Task material
• • • •

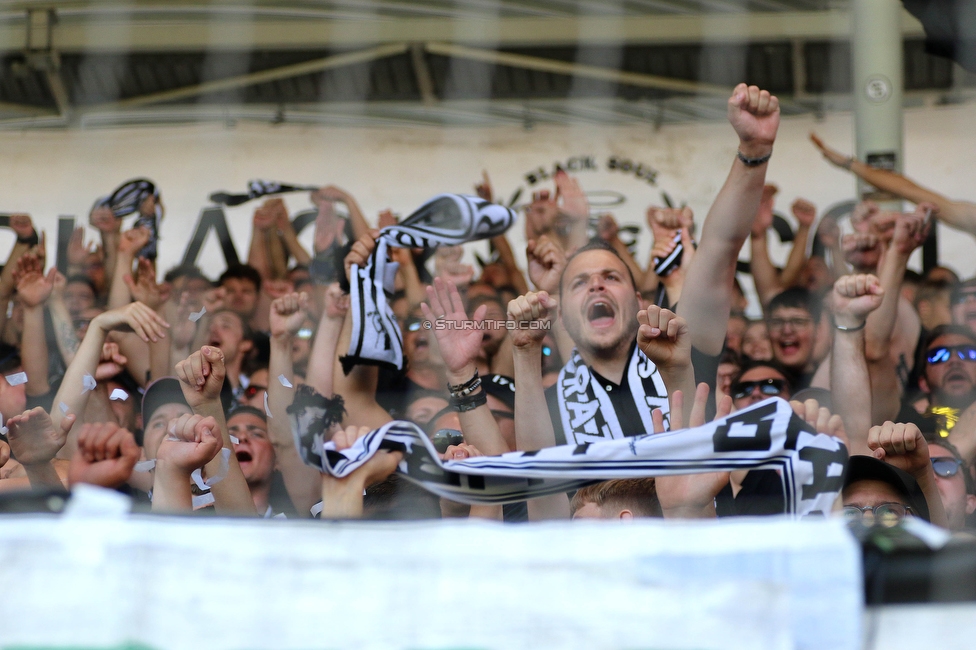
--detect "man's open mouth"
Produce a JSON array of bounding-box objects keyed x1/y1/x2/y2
[
  {"x1": 236, "y1": 450, "x2": 252, "y2": 463},
  {"x1": 587, "y1": 300, "x2": 615, "y2": 327}
]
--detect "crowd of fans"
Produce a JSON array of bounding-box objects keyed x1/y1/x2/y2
[{"x1": 0, "y1": 82, "x2": 973, "y2": 533}]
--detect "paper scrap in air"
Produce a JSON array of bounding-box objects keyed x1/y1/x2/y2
[
  {"x1": 5, "y1": 372, "x2": 27, "y2": 387},
  {"x1": 82, "y1": 373, "x2": 97, "y2": 393},
  {"x1": 189, "y1": 307, "x2": 207, "y2": 322},
  {"x1": 59, "y1": 402, "x2": 69, "y2": 414},
  {"x1": 110, "y1": 389, "x2": 128, "y2": 401},
  {"x1": 134, "y1": 460, "x2": 155, "y2": 472},
  {"x1": 278, "y1": 374, "x2": 293, "y2": 388},
  {"x1": 264, "y1": 392, "x2": 272, "y2": 418}
]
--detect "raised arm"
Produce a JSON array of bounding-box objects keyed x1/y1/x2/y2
[
  {"x1": 748, "y1": 185, "x2": 784, "y2": 308},
  {"x1": 421, "y1": 277, "x2": 509, "y2": 456},
  {"x1": 152, "y1": 414, "x2": 222, "y2": 513},
  {"x1": 107, "y1": 227, "x2": 151, "y2": 309},
  {"x1": 636, "y1": 306, "x2": 695, "y2": 425},
  {"x1": 868, "y1": 421, "x2": 949, "y2": 529},
  {"x1": 16, "y1": 265, "x2": 57, "y2": 396},
  {"x1": 247, "y1": 202, "x2": 275, "y2": 280},
  {"x1": 319, "y1": 425, "x2": 402, "y2": 519},
  {"x1": 779, "y1": 198, "x2": 817, "y2": 288},
  {"x1": 830, "y1": 274, "x2": 884, "y2": 455},
  {"x1": 679, "y1": 84, "x2": 780, "y2": 355},
  {"x1": 332, "y1": 232, "x2": 394, "y2": 429},
  {"x1": 811, "y1": 132, "x2": 976, "y2": 236},
  {"x1": 6, "y1": 408, "x2": 76, "y2": 490},
  {"x1": 507, "y1": 289, "x2": 570, "y2": 520},
  {"x1": 304, "y1": 283, "x2": 348, "y2": 397},
  {"x1": 268, "y1": 292, "x2": 324, "y2": 515},
  {"x1": 314, "y1": 186, "x2": 369, "y2": 241}
]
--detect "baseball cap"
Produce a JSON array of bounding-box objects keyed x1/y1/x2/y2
[{"x1": 844, "y1": 455, "x2": 931, "y2": 522}]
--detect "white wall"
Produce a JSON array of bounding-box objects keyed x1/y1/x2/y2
[{"x1": 2, "y1": 102, "x2": 976, "y2": 298}]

• • • •

Your assignment
Above are the records; return them exactly, minus the pictures.

Response to this task
--detect "man's open mouth"
Produce a JSON array of bounding-box objects keyed x1/y1/x2/y2
[
  {"x1": 236, "y1": 450, "x2": 252, "y2": 463},
  {"x1": 587, "y1": 300, "x2": 615, "y2": 327}
]
--detect "crowd of fans"
Produce a JSON array of bounding-box objects keyed x1/y1/x2/y2
[{"x1": 0, "y1": 82, "x2": 973, "y2": 533}]
--detect "paper scrap in air"
Produce a JSON array of bounding-box objects keyed x1/y1/x2/y2
[
  {"x1": 5, "y1": 372, "x2": 27, "y2": 387},
  {"x1": 82, "y1": 373, "x2": 97, "y2": 393},
  {"x1": 189, "y1": 307, "x2": 207, "y2": 322},
  {"x1": 59, "y1": 402, "x2": 69, "y2": 414},
  {"x1": 110, "y1": 389, "x2": 128, "y2": 401},
  {"x1": 134, "y1": 460, "x2": 155, "y2": 472},
  {"x1": 278, "y1": 374, "x2": 293, "y2": 388},
  {"x1": 264, "y1": 392, "x2": 272, "y2": 418}
]
--detect "raised arm"
Produce a JSON array of bounding-box objects keyed x1/y1/x2/y2
[
  {"x1": 748, "y1": 185, "x2": 784, "y2": 308},
  {"x1": 421, "y1": 277, "x2": 509, "y2": 456},
  {"x1": 152, "y1": 414, "x2": 222, "y2": 513},
  {"x1": 107, "y1": 227, "x2": 151, "y2": 309},
  {"x1": 636, "y1": 306, "x2": 695, "y2": 425},
  {"x1": 868, "y1": 421, "x2": 949, "y2": 529},
  {"x1": 16, "y1": 265, "x2": 57, "y2": 396},
  {"x1": 247, "y1": 202, "x2": 275, "y2": 280},
  {"x1": 319, "y1": 425, "x2": 402, "y2": 519},
  {"x1": 779, "y1": 198, "x2": 817, "y2": 288},
  {"x1": 830, "y1": 274, "x2": 884, "y2": 455},
  {"x1": 679, "y1": 84, "x2": 780, "y2": 355},
  {"x1": 332, "y1": 232, "x2": 394, "y2": 429},
  {"x1": 811, "y1": 132, "x2": 976, "y2": 236},
  {"x1": 6, "y1": 408, "x2": 76, "y2": 490},
  {"x1": 507, "y1": 289, "x2": 570, "y2": 520},
  {"x1": 304, "y1": 283, "x2": 348, "y2": 397},
  {"x1": 268, "y1": 292, "x2": 324, "y2": 515},
  {"x1": 314, "y1": 186, "x2": 369, "y2": 241}
]
--detect "baseball cap"
Produce a JSON array of bounding-box objects keyed x1/y1/x2/y2
[{"x1": 844, "y1": 455, "x2": 931, "y2": 522}]
--detect "white wall"
Produce a JSON array of bounding-box objects keyed x1/y1/x2/y2
[{"x1": 2, "y1": 102, "x2": 976, "y2": 298}]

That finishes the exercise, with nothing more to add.